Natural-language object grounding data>

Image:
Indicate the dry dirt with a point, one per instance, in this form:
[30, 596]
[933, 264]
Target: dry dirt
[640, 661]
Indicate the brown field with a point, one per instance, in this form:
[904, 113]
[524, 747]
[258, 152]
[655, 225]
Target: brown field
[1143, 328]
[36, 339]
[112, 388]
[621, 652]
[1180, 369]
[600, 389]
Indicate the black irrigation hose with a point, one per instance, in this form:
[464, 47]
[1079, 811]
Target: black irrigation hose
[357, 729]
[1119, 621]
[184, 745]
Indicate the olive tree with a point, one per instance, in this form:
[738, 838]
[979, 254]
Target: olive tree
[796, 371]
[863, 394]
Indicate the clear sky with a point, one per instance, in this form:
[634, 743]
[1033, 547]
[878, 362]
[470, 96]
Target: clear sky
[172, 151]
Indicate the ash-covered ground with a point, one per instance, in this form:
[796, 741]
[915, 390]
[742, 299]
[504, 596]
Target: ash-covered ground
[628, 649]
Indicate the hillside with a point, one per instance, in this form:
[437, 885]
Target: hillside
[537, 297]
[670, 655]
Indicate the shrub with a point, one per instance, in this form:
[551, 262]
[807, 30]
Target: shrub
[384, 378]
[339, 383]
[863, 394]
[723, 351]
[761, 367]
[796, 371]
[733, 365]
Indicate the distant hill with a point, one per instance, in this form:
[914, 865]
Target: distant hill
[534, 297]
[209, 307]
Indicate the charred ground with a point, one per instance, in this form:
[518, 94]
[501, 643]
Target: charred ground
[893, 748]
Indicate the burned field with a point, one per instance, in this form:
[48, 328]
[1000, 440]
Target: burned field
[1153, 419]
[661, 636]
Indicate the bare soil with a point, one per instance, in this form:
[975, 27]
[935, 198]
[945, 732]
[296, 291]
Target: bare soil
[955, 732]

EXERCISE BRIEF>
The full set of entries has to be duplicated precisely.

TASK RESPONSE>
Image:
Indicate the dry dirt with a point, one per instance, in this form:
[30, 596]
[933, 264]
Target: dry dirt
[640, 661]
Indicate the brown field with a point, one per instance, in this form:
[904, 113]
[524, 747]
[258, 152]
[655, 225]
Target: brown field
[1143, 328]
[36, 339]
[112, 388]
[621, 652]
[1180, 369]
[600, 389]
Indicate the black irrigation hose with a point, one per instance, in this form:
[464, 47]
[1079, 811]
Target: black irrigation hose
[357, 729]
[1119, 621]
[184, 745]
Indicate the olive tree with a point, one per instance, in this form:
[738, 838]
[979, 254]
Target: olive tree
[796, 371]
[863, 394]
Indicate the clear sky with a point, one per instance, in this form:
[634, 743]
[1033, 547]
[878, 362]
[470, 96]
Target: clear sky
[172, 151]
Indicate the ash-covered ground with a point, one per instance, in this form:
[796, 741]
[915, 390]
[742, 299]
[504, 596]
Target: ash-covered ground
[628, 649]
Indicate the hillside with a point, one per instance, in this form:
[437, 885]
Target: hillside
[537, 297]
[670, 655]
Indicate the shrub with a point, one per instance, in this form:
[551, 262]
[807, 30]
Target: shrub
[384, 378]
[339, 383]
[863, 394]
[723, 351]
[761, 367]
[796, 371]
[733, 365]
Indicate the distant hill with a point, one per instance, in this form:
[914, 865]
Target: distant hill
[534, 297]
[209, 307]
Indicate the charred ground with a point, one per instance, in this form:
[518, 94]
[501, 643]
Target: charred ground
[893, 748]
Indicate the burned field with a point, one per instance, in this form:
[48, 328]
[1000, 440]
Target: burned field
[1153, 419]
[661, 636]
Indicate the bare soil with a point, one per instance, in this form:
[975, 27]
[935, 198]
[945, 732]
[296, 291]
Target: bare soil
[955, 732]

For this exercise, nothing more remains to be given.